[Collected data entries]
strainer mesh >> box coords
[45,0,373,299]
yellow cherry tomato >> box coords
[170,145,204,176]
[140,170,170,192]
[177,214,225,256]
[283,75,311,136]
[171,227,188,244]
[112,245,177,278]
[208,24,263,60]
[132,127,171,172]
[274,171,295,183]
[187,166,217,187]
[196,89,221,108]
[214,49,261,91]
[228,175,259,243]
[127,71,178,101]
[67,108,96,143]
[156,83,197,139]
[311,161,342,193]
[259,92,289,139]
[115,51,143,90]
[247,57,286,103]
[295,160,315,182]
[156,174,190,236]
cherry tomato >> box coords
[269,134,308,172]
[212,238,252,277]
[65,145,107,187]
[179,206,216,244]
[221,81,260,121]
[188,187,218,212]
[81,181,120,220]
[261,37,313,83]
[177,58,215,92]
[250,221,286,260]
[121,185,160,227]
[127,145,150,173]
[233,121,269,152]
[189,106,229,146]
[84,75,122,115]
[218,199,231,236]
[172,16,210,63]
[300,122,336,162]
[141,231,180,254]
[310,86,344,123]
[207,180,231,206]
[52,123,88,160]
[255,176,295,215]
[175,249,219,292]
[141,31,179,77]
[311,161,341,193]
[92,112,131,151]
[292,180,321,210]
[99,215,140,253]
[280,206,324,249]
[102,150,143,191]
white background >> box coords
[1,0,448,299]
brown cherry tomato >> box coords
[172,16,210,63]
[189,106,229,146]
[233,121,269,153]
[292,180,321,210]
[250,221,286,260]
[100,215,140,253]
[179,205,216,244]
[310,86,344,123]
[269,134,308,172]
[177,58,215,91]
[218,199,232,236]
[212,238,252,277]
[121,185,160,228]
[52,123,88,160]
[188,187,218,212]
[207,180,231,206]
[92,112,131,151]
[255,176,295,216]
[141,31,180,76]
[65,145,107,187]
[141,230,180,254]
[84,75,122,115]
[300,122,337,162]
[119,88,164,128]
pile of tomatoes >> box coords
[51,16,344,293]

Task: Copy every line of the entries above in which "cherry" occurs.

Answer:
yellow cherry tomato >> box coords
cherry tomato >> box coords
brown cherry tomato >> box coords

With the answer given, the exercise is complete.